Source excerpt:
━━━━━━━━━━━━━━━━━━━━

Skip to content

fix: close cross-process keychain race and namespace dev-build nest#1409

Merged
wpfleger96 merged 5 commits into
mainfrom
duncan/dev-nest-keychain-race
Jun 30, 2026
Merged

fix: close cross-process keychain race and namespace dev-build nest#1409
wpfleger96 merged 5 commits into
mainfrom
duncan/dev-nest-keychain-race

Conversation

@wpfleger96

Copy link
Copy Markdown
Collaborator

What

Fixes two independent bugs that together caused Will's dev-build agents to lose their keys when the signed DMG and a just staging build ran concurrently.

D3 — cross-process keychain blob clobber (commit 1)

mutate_blob() in secret_store.rs only re-read the keychain when its per-process cache was cold. Two concurrent processes (DMG + dev build) with warm caches would independently build write candidates from their stale baselines and overwrite each other's keys — last writer wins, dropped keys.

Fix: wrap the entire read-modify-write in an exclusive advisory file lock keyed by service name:

  • Unix: flock(2) on a lockfile in std::env::temp_dir()
  • Windows: named kernel mutex (CreateMutexW / WaitForSingleObject)

Inside the lock, read_blob_raw() is always called (warm cache is not used as the write basis). The cache is advanced after a successful write and cleared on write failure so the next caller re-reads from the keychain.

━━━━━━━━━━━━━━━━━━━━

Data:

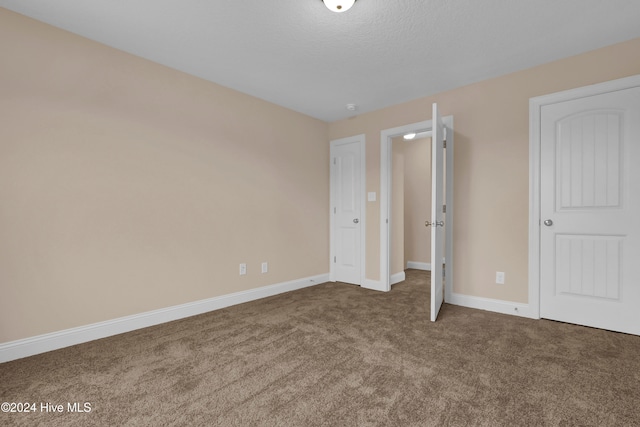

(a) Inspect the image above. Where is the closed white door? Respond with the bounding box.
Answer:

━━━━━━━━━━━━━━━━━━━━

Written tasks:
A: Do the following statements agree with the pull request page? Answer yes or no for each, quoting the words that decide it.
(i) Before the fix, mutate_blob() re-read the keychain on every call.
(ii) On Windows, the lock is a named kernel mutex.
(iii) After a failed write, the cache is advanced.
B: Answer these from the pull request page:
(i) How many commits were merged?
(ii) From which branch were they merged?
(iii) On Unix, where does the lockfile for flock(2) live?
The data was taken from a different source.

Per-task outputs:
A:
(i) No: "only re-read the keychain when its per-process cache was cold"
(ii) Yes: "Windows: named kernel mutex (CreateMutexW / WaitForSingleObject)"
(iii) No: "The cache is advanced after a successful write and cleared on write failure"

B:
(i) 5
(ii) duncan/dev-nest-keychain-race
(iii) In std::env::temp_dir()